» **任务简述**
能否将下列全部条目逐行重写一遍？各行文字照原样保留，只把答案里的坐标数值乘以1.65，并四舍五入取整（恰好为0.5时进位），图片不要写进去。

/---

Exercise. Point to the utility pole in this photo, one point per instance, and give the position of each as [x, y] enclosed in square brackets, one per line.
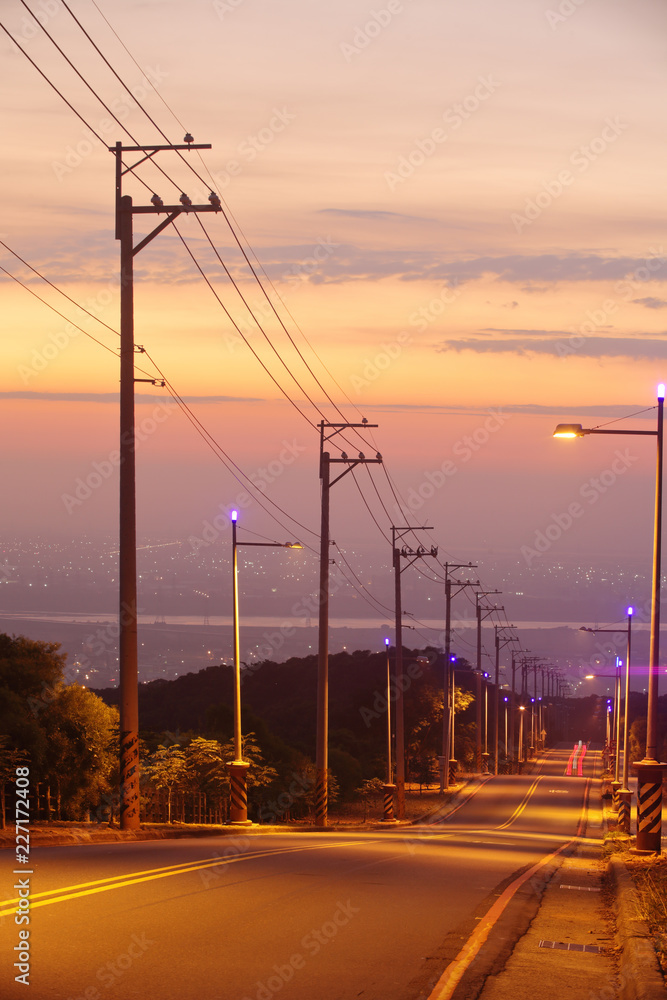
[448, 689]
[498, 644]
[127, 570]
[322, 739]
[413, 555]
[481, 613]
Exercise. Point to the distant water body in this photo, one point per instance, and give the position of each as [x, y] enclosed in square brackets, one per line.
[90, 620]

\---

» **本题解答**
Exercise. Point to the utility pole in this photo, one point per instance, and give the position of each as [x, y] enclosed in square brackets, one per line.
[739, 1137]
[822, 1063]
[210, 941]
[531, 1219]
[681, 916]
[794, 1011]
Exercise. Point to the distant water body in this photo, one point per instance, and give the position of each as [x, y] enclosed in square brackets, one per line.
[149, 1023]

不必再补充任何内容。